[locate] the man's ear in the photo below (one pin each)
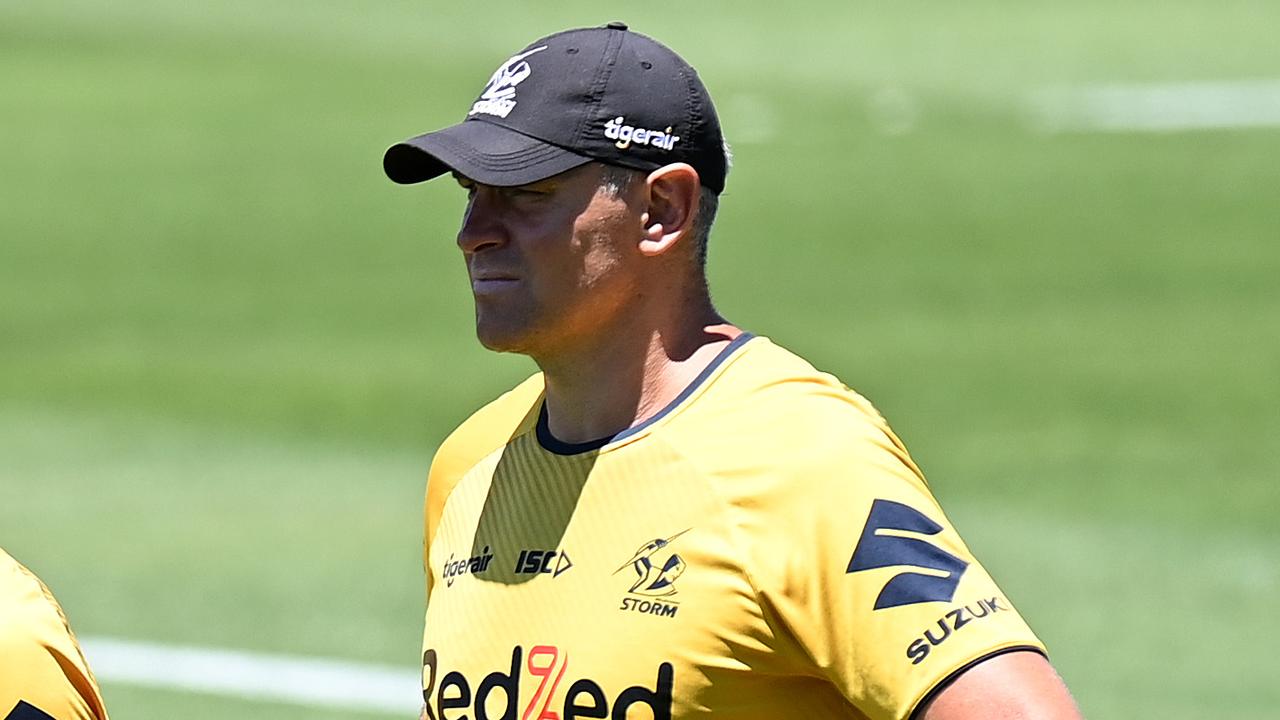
(672, 192)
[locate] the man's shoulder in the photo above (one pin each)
(485, 431)
(780, 417)
(773, 391)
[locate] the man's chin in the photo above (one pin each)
(499, 341)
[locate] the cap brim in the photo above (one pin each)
(484, 151)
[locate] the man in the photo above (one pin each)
(42, 671)
(673, 519)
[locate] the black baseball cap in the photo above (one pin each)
(600, 94)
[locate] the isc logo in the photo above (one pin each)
(543, 561)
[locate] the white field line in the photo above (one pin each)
(1157, 108)
(292, 679)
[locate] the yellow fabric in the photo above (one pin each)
(702, 565)
(41, 664)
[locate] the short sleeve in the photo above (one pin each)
(877, 592)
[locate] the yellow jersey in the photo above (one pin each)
(42, 671)
(764, 547)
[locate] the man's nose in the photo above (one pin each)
(481, 224)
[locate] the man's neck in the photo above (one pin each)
(625, 377)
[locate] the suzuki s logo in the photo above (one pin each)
(891, 538)
(499, 95)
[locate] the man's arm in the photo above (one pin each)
(1013, 686)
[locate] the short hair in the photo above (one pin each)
(617, 180)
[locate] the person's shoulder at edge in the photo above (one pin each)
(39, 652)
(485, 431)
(773, 409)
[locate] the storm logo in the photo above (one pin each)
(499, 94)
(656, 572)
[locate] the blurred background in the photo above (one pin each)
(1040, 236)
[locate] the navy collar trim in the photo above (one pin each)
(548, 441)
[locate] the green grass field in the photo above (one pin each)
(228, 345)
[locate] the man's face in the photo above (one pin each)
(548, 261)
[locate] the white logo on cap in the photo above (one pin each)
(499, 95)
(626, 136)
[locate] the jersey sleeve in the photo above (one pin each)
(880, 595)
(42, 673)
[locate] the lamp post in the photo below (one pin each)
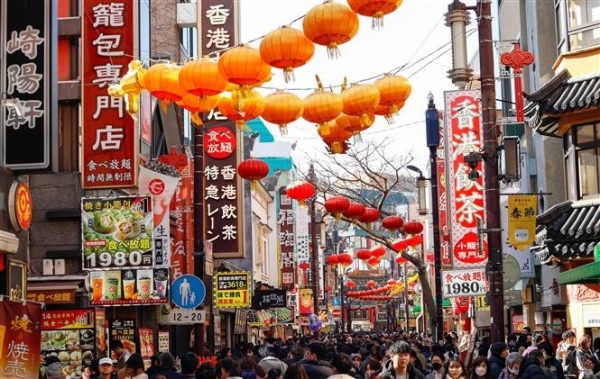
(432, 125)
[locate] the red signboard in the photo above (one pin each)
(466, 199)
(109, 134)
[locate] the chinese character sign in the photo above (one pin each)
(465, 196)
(109, 134)
(117, 232)
(20, 339)
(25, 116)
(286, 239)
(522, 211)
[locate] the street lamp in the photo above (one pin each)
(432, 126)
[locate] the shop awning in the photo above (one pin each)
(53, 291)
(587, 273)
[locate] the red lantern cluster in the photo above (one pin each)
(300, 191)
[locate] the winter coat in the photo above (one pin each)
(317, 369)
(389, 372)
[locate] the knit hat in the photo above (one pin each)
(497, 348)
(513, 357)
(54, 371)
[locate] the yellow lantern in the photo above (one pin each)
(202, 77)
(286, 48)
(393, 91)
(162, 81)
(330, 24)
(196, 105)
(281, 108)
(375, 9)
(243, 66)
(241, 108)
(361, 100)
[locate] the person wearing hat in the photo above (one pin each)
(513, 363)
(498, 354)
(105, 368)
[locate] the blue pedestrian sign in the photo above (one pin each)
(188, 292)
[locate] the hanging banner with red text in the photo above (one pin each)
(20, 339)
(466, 197)
(110, 142)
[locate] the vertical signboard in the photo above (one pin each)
(110, 143)
(285, 225)
(466, 199)
(25, 109)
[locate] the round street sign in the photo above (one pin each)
(188, 292)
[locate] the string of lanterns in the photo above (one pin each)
(228, 83)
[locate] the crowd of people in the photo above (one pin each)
(364, 355)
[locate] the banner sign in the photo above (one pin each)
(231, 289)
(20, 339)
(466, 197)
(464, 282)
(117, 232)
(129, 287)
(522, 212)
(269, 299)
(25, 64)
(110, 135)
(286, 238)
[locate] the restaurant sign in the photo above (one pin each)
(117, 233)
(231, 289)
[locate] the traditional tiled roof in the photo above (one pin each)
(568, 231)
(561, 95)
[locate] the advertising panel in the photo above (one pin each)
(466, 197)
(110, 135)
(231, 289)
(117, 233)
(25, 118)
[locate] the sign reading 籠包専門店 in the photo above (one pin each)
(24, 105)
(110, 140)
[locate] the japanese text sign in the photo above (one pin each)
(231, 289)
(20, 339)
(25, 115)
(117, 232)
(110, 140)
(463, 283)
(286, 238)
(466, 200)
(223, 203)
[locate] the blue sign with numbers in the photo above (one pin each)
(188, 291)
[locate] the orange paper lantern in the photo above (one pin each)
(202, 77)
(281, 108)
(330, 24)
(162, 81)
(375, 9)
(243, 66)
(286, 48)
(242, 107)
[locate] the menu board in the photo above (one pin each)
(129, 287)
(69, 336)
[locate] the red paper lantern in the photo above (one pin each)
(336, 205)
(304, 266)
(370, 215)
(333, 260)
(363, 254)
(300, 191)
(253, 169)
(413, 227)
(392, 223)
(378, 251)
(354, 211)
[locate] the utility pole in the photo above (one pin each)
(492, 191)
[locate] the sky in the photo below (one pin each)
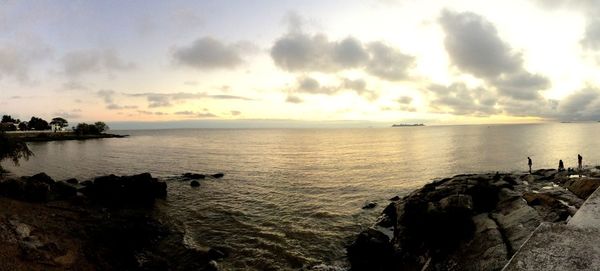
(300, 63)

=====

#### Exercise description:
Give the listing above again exactly, minus any images.

#### Task answer:
[locate] the man's ear in the photo below (one pin each)
(672, 192)
[locate] the man's shoulder in the photo above (one pin each)
(485, 431)
(780, 417)
(773, 391)
[locate] the man's chin in the photo above (one pin each)
(499, 341)
[locate] the cap brim in the photo above (one pin each)
(484, 151)
[locate] the man in the photo above (one pin each)
(42, 671)
(673, 519)
[locate] the black baseball cap in the photo above (one pin each)
(600, 94)
[locate] the isc logo in the photo above (one pin each)
(543, 561)
[locate] the white field line in the photo above (one pin each)
(1157, 108)
(292, 679)
[locate] the yellow fabric in the photo above (one pin each)
(702, 565)
(41, 664)
[locate] the short sleeve in the photo above (one pin each)
(877, 592)
[locate] the yellow jersey in the photo above (one pin each)
(42, 671)
(764, 547)
[locate] the man's nose in the photo above (one pin each)
(481, 224)
[locate] the man's neck in the photo above (one pin each)
(625, 377)
[locate] the suzuki s logo in the photo above (one pin each)
(891, 538)
(499, 95)
[locate] the man's arm in the photo above (one pin each)
(1013, 686)
[locate] the short hair in the photo above (one pin each)
(617, 180)
[locate] the person's shoulder at edge in the photo above (one pin each)
(39, 652)
(485, 431)
(773, 409)
[locate] the storm logo in the photo above (one pin each)
(499, 94)
(656, 572)
[locate] the blurred background in the photo above (one pin each)
(1040, 236)
[locate] the navy collar trim in the photo above (one pin each)
(548, 441)
[locate] the green grass field in the photo above (one pin each)
(228, 345)
[locate] the man's face in the photo above (one pin each)
(548, 261)
[locate] the white logo on cap in the photo above (one pin each)
(499, 95)
(626, 136)
[locate] the jersey sleeve in the photo above (one pin each)
(880, 595)
(42, 673)
[locate] the lamp post in the photo below (one pin each)
(432, 125)
[locate] the red signboard in the photo above (one pin each)
(466, 199)
(109, 134)
[locate] the chinese character sign in the photo above (one pin each)
(465, 196)
(109, 134)
(117, 232)
(20, 339)
(25, 116)
(286, 239)
(522, 211)
[locate] the street lamp in the photo above (one pin each)
(432, 126)
[locate] the shop awning in the photo above (one pin each)
(53, 291)
(587, 273)
[locate] the red lantern cluster in the photo above (one pin each)
(300, 191)
[locate] the winter coat in the photo above (one pin each)
(317, 369)
(389, 372)
[locate] the knit hat in the photo above (one pin each)
(497, 348)
(513, 357)
(54, 371)
[locate] the yellow lantern in the photo above (one pin each)
(202, 77)
(286, 48)
(393, 91)
(162, 81)
(330, 24)
(196, 105)
(281, 108)
(375, 9)
(243, 66)
(241, 108)
(361, 100)
[locate] the person wearing hat in the photo above (one pin each)
(513, 363)
(498, 354)
(105, 368)
[locate] the blue pedestrian sign in the photo above (one pin each)
(188, 292)
[locate] the hanging banner with red text in the photo above (one pin each)
(20, 339)
(466, 197)
(110, 142)
[locate] the vertical signboard in the photo above (one pin each)
(110, 143)
(285, 225)
(466, 199)
(25, 109)
[locate] the round street sign in the photo above (one pin each)
(188, 292)
[locate] the string of lanterns in the photo above (one pin each)
(228, 83)
[locate] the crowd of people in the photo above (one pin each)
(364, 355)
[locate] the banner sign in the photo above (one pin each)
(231, 289)
(20, 339)
(466, 197)
(464, 282)
(117, 232)
(129, 287)
(522, 212)
(269, 299)
(25, 64)
(110, 135)
(286, 238)
[locate] the restaurant sign in the photo above (one pin each)
(117, 233)
(231, 289)
[locate] the traditional tiled roof in the photo above (one pin each)
(568, 231)
(561, 95)
[locate] the advertising panel in the photo above (one pin each)
(466, 197)
(110, 135)
(231, 289)
(117, 233)
(25, 118)
[locate] the sign reading 籠包専門店 in the photo above (one pin each)
(24, 105)
(110, 140)
[locate] the japanese text sign in the photo above (one pin each)
(231, 289)
(20, 339)
(25, 115)
(117, 232)
(110, 140)
(463, 283)
(286, 238)
(466, 200)
(223, 203)
[locate] the blue sign with numbers in the photo above (one pin each)
(188, 291)
[locate] the orange paper lantern in the photo above (one pin each)
(202, 77)
(281, 108)
(330, 24)
(162, 81)
(375, 9)
(243, 66)
(286, 48)
(242, 107)
[locate] the menu board in the photo above (one pin each)
(129, 287)
(69, 336)
[locate] the red paper lantern in the photo above (one pin each)
(336, 205)
(304, 266)
(370, 215)
(333, 260)
(363, 254)
(300, 191)
(253, 169)
(413, 227)
(392, 223)
(378, 251)
(354, 211)
[locate] the utility pole in the photo above (one pin each)
(492, 191)
[locate] the sky in the photo below (one pin each)
(300, 63)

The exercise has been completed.